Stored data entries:
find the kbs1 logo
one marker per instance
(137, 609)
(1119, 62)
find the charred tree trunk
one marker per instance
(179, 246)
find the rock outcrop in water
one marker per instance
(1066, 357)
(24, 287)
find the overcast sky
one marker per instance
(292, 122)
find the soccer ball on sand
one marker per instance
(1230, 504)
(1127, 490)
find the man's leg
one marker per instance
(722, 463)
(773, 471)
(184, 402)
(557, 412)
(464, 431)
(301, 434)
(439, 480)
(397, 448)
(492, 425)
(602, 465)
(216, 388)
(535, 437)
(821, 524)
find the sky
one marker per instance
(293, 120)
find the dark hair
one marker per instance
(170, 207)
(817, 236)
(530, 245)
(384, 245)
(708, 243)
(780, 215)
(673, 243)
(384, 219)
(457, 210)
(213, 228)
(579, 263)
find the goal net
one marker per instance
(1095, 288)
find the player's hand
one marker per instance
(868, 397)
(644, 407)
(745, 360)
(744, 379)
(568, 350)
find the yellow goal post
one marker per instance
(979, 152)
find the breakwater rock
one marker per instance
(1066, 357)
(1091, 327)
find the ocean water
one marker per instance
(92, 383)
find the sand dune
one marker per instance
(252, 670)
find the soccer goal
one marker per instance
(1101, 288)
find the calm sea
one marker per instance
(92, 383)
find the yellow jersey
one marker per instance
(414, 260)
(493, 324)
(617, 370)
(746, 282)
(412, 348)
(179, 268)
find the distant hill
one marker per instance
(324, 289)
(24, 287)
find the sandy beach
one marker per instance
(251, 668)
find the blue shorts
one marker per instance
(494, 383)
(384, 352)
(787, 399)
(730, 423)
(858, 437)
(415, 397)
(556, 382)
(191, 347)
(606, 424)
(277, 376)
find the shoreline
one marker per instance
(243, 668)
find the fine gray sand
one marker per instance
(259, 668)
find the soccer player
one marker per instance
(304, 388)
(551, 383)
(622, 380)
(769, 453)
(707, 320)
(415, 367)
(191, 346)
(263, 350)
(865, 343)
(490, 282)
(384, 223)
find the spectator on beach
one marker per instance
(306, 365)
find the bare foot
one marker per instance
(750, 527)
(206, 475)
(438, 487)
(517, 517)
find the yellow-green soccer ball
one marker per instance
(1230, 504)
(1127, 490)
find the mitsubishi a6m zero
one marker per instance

What you need to do:
Using the data above, output each line exactly.

Solved exercise:
find the kbs1 logo
one marker per instance
(137, 609)
(1119, 62)
find the charred tree trunk
one marker per instance
(179, 246)
find the rock outcrop in water
one marker per instance
(1066, 357)
(24, 287)
find the overcast sky
one marker per instance
(292, 122)
find the soccer ball on sand
one marker per instance
(1230, 504)
(1127, 490)
find the man's leg
one marker per instance
(722, 463)
(773, 471)
(184, 402)
(557, 412)
(464, 431)
(301, 434)
(439, 480)
(397, 448)
(492, 425)
(602, 465)
(216, 388)
(535, 437)
(821, 524)
find the sky
one marker per instance
(293, 120)
find the dark hair
one marker per instance
(170, 207)
(817, 236)
(530, 245)
(384, 245)
(708, 243)
(780, 215)
(673, 243)
(384, 219)
(457, 210)
(213, 228)
(579, 263)
find the goal net
one marker per instance
(1095, 288)
find the player's hand
one marker per instance
(868, 397)
(644, 407)
(745, 360)
(744, 379)
(568, 350)
find the yellow goal post
one marker per instance
(979, 152)
find the breakwater rock
one marker per instance
(1066, 357)
(1091, 327)
find the ocean water
one marker per instance
(92, 383)
find the sand dune
one marker per instance
(252, 670)
find the soccer goal
one marker per instance
(1101, 288)
find the calm sea
one marker per instance
(92, 383)
find the yellow jersey
one marker per instance
(414, 260)
(493, 324)
(617, 370)
(746, 282)
(412, 348)
(179, 268)
find the distant hill
one marker per instance
(324, 289)
(24, 287)
find the sandy beach
one marker per instance
(251, 668)
find the blue shorts
one marker per instance
(494, 383)
(384, 352)
(787, 399)
(730, 423)
(858, 437)
(415, 397)
(556, 382)
(191, 347)
(606, 424)
(277, 376)
find the shoreline
one marker per instance
(243, 668)
find the fine gray sand
one marker per instance
(259, 668)
find the soccer player
one marker per instance
(304, 388)
(551, 383)
(622, 380)
(769, 453)
(707, 320)
(415, 367)
(191, 346)
(263, 350)
(865, 343)
(490, 282)
(384, 223)
find the spectator on beach
one marker per instance
(306, 365)
find the bare foot
one marker per instance
(750, 527)
(206, 475)
(438, 487)
(517, 517)
find the yellow-green soccer ball
one marker per instance
(1230, 504)
(1127, 490)
find the mitsubishi a6m zero
one marker per instance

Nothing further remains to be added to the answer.